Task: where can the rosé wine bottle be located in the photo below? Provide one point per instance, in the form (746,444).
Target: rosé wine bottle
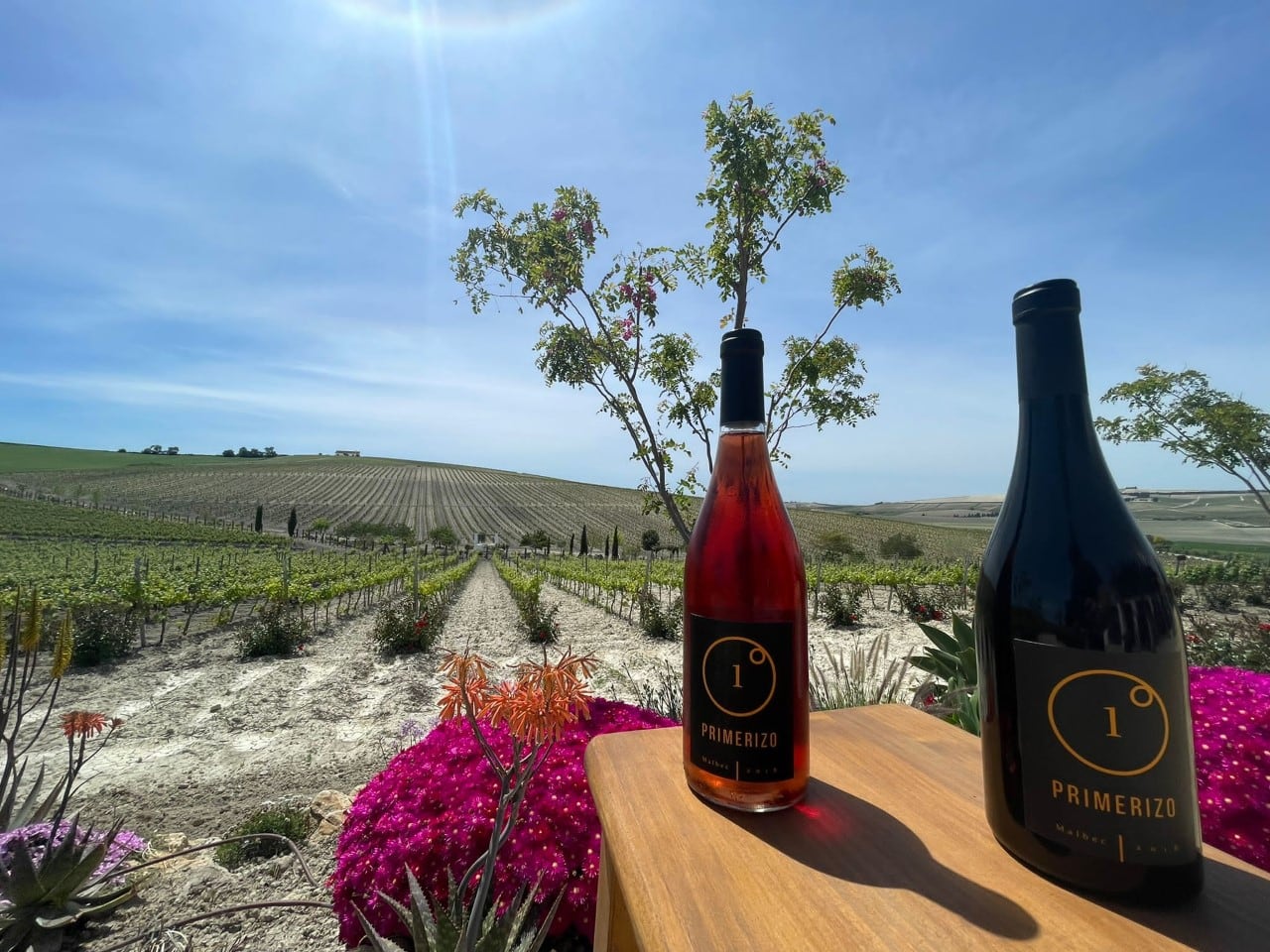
(744,613)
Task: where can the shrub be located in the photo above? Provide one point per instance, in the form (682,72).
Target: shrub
(663,622)
(102,635)
(1229,765)
(837,547)
(839,604)
(842,682)
(277,629)
(540,624)
(663,694)
(290,820)
(1234,644)
(902,544)
(1219,595)
(432,809)
(403,626)
(922,608)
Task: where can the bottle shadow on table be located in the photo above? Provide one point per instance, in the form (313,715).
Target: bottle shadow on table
(852,839)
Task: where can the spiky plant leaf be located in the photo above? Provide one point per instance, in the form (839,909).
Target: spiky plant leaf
(64,648)
(377,942)
(31,627)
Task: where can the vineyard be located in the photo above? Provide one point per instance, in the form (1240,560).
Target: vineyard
(216,493)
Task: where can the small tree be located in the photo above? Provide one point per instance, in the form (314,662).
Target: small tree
(901,544)
(1184,414)
(837,547)
(602,333)
(444,537)
(539,538)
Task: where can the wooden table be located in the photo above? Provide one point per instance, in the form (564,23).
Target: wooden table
(889,851)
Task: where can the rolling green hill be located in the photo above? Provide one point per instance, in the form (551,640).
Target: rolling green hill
(421,495)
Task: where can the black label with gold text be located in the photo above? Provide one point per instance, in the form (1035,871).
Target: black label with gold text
(1107,769)
(740,724)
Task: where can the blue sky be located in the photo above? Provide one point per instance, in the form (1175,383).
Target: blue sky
(230,223)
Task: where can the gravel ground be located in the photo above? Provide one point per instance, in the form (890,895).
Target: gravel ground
(208,739)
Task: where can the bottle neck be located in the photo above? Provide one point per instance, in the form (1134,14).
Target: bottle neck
(1051,356)
(740,393)
(1057,442)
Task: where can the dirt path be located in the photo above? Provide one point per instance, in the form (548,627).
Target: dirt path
(209,738)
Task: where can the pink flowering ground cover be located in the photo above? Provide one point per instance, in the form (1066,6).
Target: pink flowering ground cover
(1230,711)
(434,805)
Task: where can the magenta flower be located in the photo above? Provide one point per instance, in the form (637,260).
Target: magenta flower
(432,807)
(1230,710)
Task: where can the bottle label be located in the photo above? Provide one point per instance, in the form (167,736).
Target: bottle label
(740,724)
(1105,753)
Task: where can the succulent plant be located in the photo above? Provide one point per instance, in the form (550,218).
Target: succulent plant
(46,888)
(437,928)
(953,684)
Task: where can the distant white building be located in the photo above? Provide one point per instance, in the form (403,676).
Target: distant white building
(485,542)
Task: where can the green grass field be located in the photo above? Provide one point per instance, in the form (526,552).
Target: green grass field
(421,495)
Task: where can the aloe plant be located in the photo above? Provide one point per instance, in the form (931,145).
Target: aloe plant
(436,927)
(49,888)
(952,665)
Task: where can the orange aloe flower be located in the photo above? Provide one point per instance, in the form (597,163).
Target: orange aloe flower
(465,682)
(84,724)
(535,707)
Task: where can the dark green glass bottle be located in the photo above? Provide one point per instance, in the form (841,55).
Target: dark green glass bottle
(1087,751)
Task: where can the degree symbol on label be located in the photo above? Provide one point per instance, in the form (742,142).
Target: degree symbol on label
(734,669)
(1138,696)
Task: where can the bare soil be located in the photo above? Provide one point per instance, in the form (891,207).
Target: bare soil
(209,738)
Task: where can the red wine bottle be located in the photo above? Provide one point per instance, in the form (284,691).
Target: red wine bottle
(744,613)
(1088,763)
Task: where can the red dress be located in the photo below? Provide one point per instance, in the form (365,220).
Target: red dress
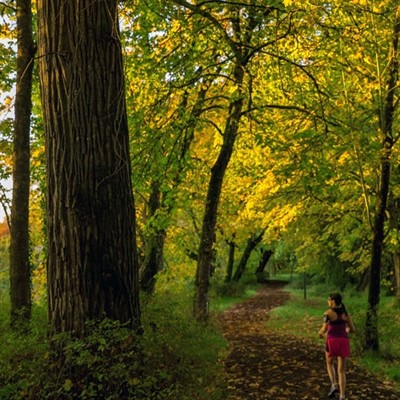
(338,343)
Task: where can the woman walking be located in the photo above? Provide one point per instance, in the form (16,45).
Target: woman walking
(337,324)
■ ■ ■ ■ ■ ■ ■
* [What is required] Rewrite all of the records above, replacing "photo" with "image" everywhere and leaving everything else unchanged. Omit the pictures.

* [The output]
Task: where can the rosé wine bottle be located in the image below? Provide one point per instance, in the form (746,444).
Target: rosé wine bottle
(744,613)
Task: where can the shrub be located in the image above? Provide one point per instance, in the form (682,72).
Target: shrub
(663,622)
(102,635)
(1229,765)
(837,547)
(839,604)
(842,682)
(277,629)
(540,624)
(663,694)
(290,820)
(1234,644)
(902,544)
(1219,595)
(432,809)
(403,626)
(922,608)
Task: where can the bottle shadow on table be located in the image above? Provide one point per instance, in the form (313,715).
Target: bottle shadow on table
(852,839)
Task: where can the spiky plant leaf be located in the image above? Provide one point per instance, in the form (839,909).
Target: spiky plant leaf
(64,648)
(377,942)
(31,627)
Task: where can the vineyard be located in the image above? Provide one point per instance, in the form (1240,560).
Target: vineyard
(216,493)
Task: where can the small tree be located in the image above? Provide one point per instance, in the form (314,662).
Target: small tree
(901,544)
(1184,414)
(837,547)
(602,333)
(444,537)
(539,538)
Task: where can the wooden table be located in the image above? Provide one point per instance, in the form (564,23).
Target: wooden table
(889,851)
Task: where can the rolling green hill be located in the image above? Provide one point per instance, in the form (551,640).
Target: rolling green hill
(421,495)
Task: where can the black label with gold text be located in the image above? Provide one point per instance, in the form (1035,871).
Target: black label with gold text
(1107,769)
(740,724)
Task: where can the blue sky be located in the image above? Provide one point per instance, in the form (1175,383).
Target: blue sky
(230,223)
Task: where can the gravel ground be located in the image above? Provide one point per instance, in the form (890,895).
Target: gravel ground
(208,739)
Task: where can the bottle neck be located in the image above? Provide one point per instance, in the form (1134,14).
Target: bottle neck
(1051,356)
(740,393)
(1057,442)
Task: where can the dirt path be located in the image above? Provide one point per instance, in the form (548,627).
Target: dirt path
(209,738)
Task: where can the pink flowering ground cover be located in the image above? Provide one point per instance, in the form (1066,6).
Target: pink flowering ground cover
(1230,711)
(434,805)
Task: where can the magenta flower be located in the image above? Provide one point per instance, in the form (637,260).
Target: magenta flower
(432,807)
(1230,710)
Task: where can the bottle label be located in the image above? Provide one point per instance, in the form (167,736).
Target: bottle label
(740,724)
(1105,753)
Task: where can the succulent plant be located in the image above? Provide one point per instance, in the form (550,218).
Target: succulent plant
(46,888)
(437,928)
(953,684)
Task: where can the distant white building be located in the image above? Provide one point per instance, in the form (403,676).
Target: distant white building
(485,542)
Task: where can the green grass field be located in the image above? Provide one point per instance, in the form (526,552).
Target: green grass field
(421,495)
Task: where can the aloe plant be located in the image above? Provide one point per instance, in the form (931,145).
Target: aloe plant
(436,927)
(49,888)
(952,665)
Task: where can the orange aloe flower be located in the image above? Provide one point per instance, in the form (597,163).
Target: orange aloe flower
(465,682)
(84,724)
(535,707)
Task: where can the dark green glass bottle be located in the image above? Provide one point per instance, in the form (841,55).
Target: dark green glass bottle
(1087,751)
Task: where can the degree symbol on label be located in the image above? Provide one point per instance, in the form (742,142).
Target: degree symbol on label
(734,669)
(1138,696)
Task: where can the bare soil be located in the image above? Provide one point per instance, in the form (891,207).
Target: bare soil
(209,738)
Task: where can the red wine bottle be located in the image above? Provide one point per instance, in the form (284,691).
Target: red wine bottle
(744,613)
(1088,763)
Task: where can the red dress be located in the image below? Provide one point per instance, in the form (365,220).
Target: red dress
(338,343)
Task: where can the woman walking be located in the image above? Provide one point per instance, in the form (16,45).
Target: woman walking
(337,324)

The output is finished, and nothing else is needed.